++++ Records for the exercise ++++

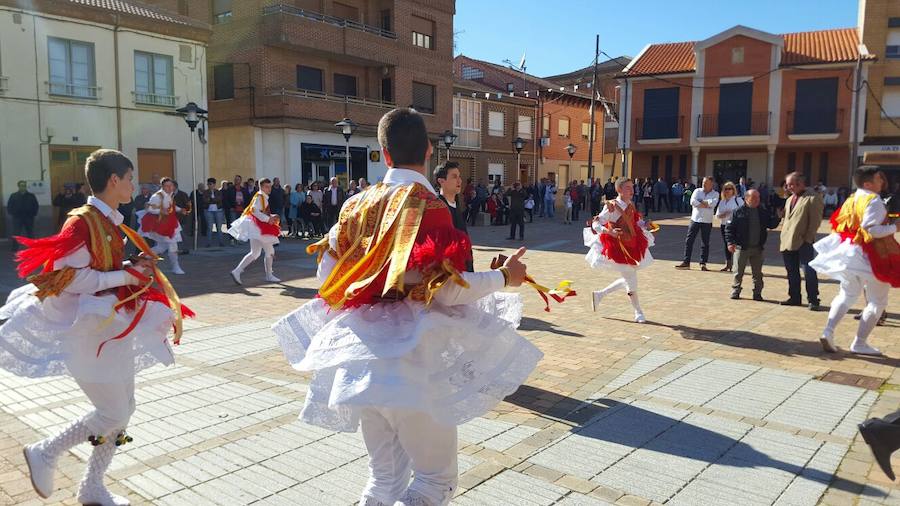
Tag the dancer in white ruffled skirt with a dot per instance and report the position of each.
(863, 255)
(618, 240)
(402, 342)
(89, 316)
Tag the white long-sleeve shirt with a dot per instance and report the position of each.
(481, 284)
(159, 201)
(874, 216)
(259, 205)
(727, 208)
(703, 214)
(87, 280)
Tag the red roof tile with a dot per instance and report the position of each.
(803, 48)
(671, 58)
(132, 9)
(825, 46)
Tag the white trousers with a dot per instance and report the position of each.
(851, 288)
(113, 405)
(628, 281)
(162, 247)
(256, 248)
(401, 441)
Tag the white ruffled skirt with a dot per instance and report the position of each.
(61, 336)
(836, 259)
(454, 363)
(244, 229)
(596, 259)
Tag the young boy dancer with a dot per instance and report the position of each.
(618, 240)
(259, 227)
(402, 341)
(863, 255)
(91, 316)
(160, 223)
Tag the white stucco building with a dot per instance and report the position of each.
(81, 75)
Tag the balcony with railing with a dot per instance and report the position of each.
(734, 125)
(658, 130)
(315, 105)
(153, 99)
(61, 89)
(288, 26)
(820, 123)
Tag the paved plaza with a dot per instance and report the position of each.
(713, 401)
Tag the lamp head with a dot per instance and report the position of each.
(192, 114)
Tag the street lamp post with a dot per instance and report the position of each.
(348, 127)
(193, 114)
(519, 145)
(448, 139)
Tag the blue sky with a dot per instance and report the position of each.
(558, 35)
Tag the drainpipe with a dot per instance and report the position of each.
(854, 141)
(118, 92)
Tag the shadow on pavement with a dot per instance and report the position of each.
(624, 424)
(780, 345)
(529, 323)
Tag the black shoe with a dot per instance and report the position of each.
(883, 439)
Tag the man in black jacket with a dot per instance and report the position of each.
(746, 238)
(517, 197)
(22, 207)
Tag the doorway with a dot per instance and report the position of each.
(729, 170)
(67, 166)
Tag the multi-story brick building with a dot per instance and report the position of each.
(283, 73)
(879, 26)
(78, 75)
(562, 113)
(608, 86)
(486, 124)
(744, 103)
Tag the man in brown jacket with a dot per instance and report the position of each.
(802, 216)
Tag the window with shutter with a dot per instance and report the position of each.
(422, 32)
(223, 80)
(495, 123)
(524, 129)
(309, 78)
(467, 123)
(563, 127)
(345, 85)
(221, 11)
(423, 97)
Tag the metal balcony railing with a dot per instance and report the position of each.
(154, 99)
(316, 95)
(724, 125)
(324, 18)
(72, 90)
(820, 121)
(661, 127)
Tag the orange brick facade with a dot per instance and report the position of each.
(773, 144)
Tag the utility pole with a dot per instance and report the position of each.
(593, 112)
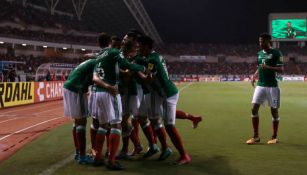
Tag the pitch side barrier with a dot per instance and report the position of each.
(22, 93)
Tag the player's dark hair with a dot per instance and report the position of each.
(137, 32)
(115, 38)
(127, 46)
(104, 40)
(146, 41)
(265, 36)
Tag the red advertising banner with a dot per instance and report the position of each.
(48, 91)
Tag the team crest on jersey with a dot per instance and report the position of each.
(270, 56)
(150, 66)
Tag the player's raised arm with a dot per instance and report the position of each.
(112, 89)
(253, 78)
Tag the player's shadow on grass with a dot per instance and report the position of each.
(214, 165)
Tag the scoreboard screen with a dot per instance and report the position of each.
(289, 29)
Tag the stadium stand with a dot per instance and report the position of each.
(34, 22)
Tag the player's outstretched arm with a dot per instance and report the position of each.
(253, 79)
(111, 89)
(278, 69)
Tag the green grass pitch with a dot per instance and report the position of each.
(216, 147)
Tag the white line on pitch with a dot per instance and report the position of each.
(186, 86)
(11, 119)
(27, 108)
(4, 137)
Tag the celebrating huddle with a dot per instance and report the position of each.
(129, 86)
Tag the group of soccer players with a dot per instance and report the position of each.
(129, 86)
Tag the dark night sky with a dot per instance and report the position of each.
(216, 21)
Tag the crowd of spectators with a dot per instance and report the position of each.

++++

An exact copy of the material above is required, free of any pictures.

Tag the dancer in white ruffled skirt with a dot per instance and report the position of each.
(863, 255)
(618, 240)
(402, 342)
(89, 316)
Tag the white long-sleeve shirt with a dot per instance and report the position of each.
(481, 284)
(159, 201)
(874, 216)
(259, 205)
(727, 208)
(703, 214)
(87, 280)
Tag the red roof tile with a dot per instance and report the position of each.
(803, 48)
(671, 58)
(132, 9)
(825, 46)
Tag the white trousers with a dot per instance and report the position of each.
(851, 288)
(113, 405)
(628, 281)
(162, 247)
(256, 248)
(401, 441)
Tag the white ruffled skirt with a dot per instance and report the position of each.
(61, 336)
(836, 259)
(454, 363)
(244, 229)
(596, 259)
Tag the young boy dancer with a dot per instance and report the position of each.
(618, 240)
(259, 227)
(402, 341)
(863, 255)
(91, 316)
(160, 223)
Tag the white stucco building with a dot per instance and report the position of each.
(81, 75)
Tag the balcony with railing with a dot per instance and report the position of each.
(734, 125)
(658, 130)
(315, 105)
(153, 99)
(61, 89)
(288, 26)
(820, 123)
Tag the paved plaza with a dot per instance and report the position of each.
(713, 401)
Tag the lamp head with a dot per instance and report the position of each.
(192, 114)
Tag the street lamp post with a dot per instance and report the position of each.
(348, 127)
(193, 114)
(519, 145)
(448, 139)
Tag the blue sky with a dot per instance and report the position of each.
(558, 35)
Tag the drainpipe with a dot per instance and report the position of each.
(854, 141)
(118, 92)
Tag the shadow on pavement with a dot per instance and report the position of each.
(624, 424)
(780, 345)
(529, 323)
Tag the black shoe with a dot per instance and report the position of each.
(883, 439)
Tag the man in black jacket with a dot per instance and report the position of each.
(746, 238)
(517, 197)
(22, 207)
Tag the doorway with a dot per instance and report the position of each.
(729, 170)
(67, 166)
Tag the multi-story brick building with a dot per instance and report the position of each.
(283, 73)
(879, 26)
(78, 75)
(562, 113)
(608, 86)
(486, 124)
(744, 103)
Tag the man in brown jacket with a dot per instance and report the position of each.
(802, 216)
Tag the window with shutter with a dot per instance and report the position of each.
(422, 32)
(223, 80)
(495, 123)
(524, 129)
(309, 78)
(467, 123)
(563, 127)
(345, 85)
(221, 11)
(423, 97)
Tag the metal balcony railing with a dot per instance and report the position of each.
(154, 99)
(316, 95)
(724, 125)
(324, 18)
(72, 90)
(820, 121)
(661, 127)
Tag the orange brick facade with a dot per instance and report the position of each.
(773, 144)
Tag the utility pole with a dot per instance and report the position of each.
(593, 112)
Tag the pitch side barrier with a dot per instance and report the position of each.
(22, 93)
Tag the player's dark hair with a dot per instance and report the position of each.
(137, 32)
(115, 38)
(127, 46)
(104, 40)
(146, 41)
(265, 36)
Tag the red advertising banner with a dot per instance and report the position of each.
(48, 91)
Tag the team crest on jersey with a dot per instance and report the position of each.
(270, 56)
(150, 66)
Tag the player's raised arm with a dot per instance and report the position of each.
(112, 89)
(253, 78)
Tag the player's shadow on grass with a dot per instance and report the position of each.
(214, 165)
Tag the scoreboard screen with a dot per instance and report the position of each.
(289, 29)
Tag the stadium stand with a dot per instance and report the position of each.
(34, 22)
Tag the player's outstretched arm with a dot per instance and report the position of each.
(253, 79)
(111, 89)
(278, 69)
Tag the green grass pitch with a dot per instance and report the position of each.
(216, 147)
Tag the white line on pitch with a dot per instance and report the position of each.
(186, 86)
(11, 119)
(27, 108)
(4, 137)
Tag the celebrating huddle with a dot per instance and report the position of each.
(129, 86)
Tag the group of soccer players with a dot per instance and report the position of each.
(129, 86)
Tag the dark night sky with a dot per instance and report the position of each.
(216, 21)
Tag the crowd of spectators with a dot per instance and report the position of each.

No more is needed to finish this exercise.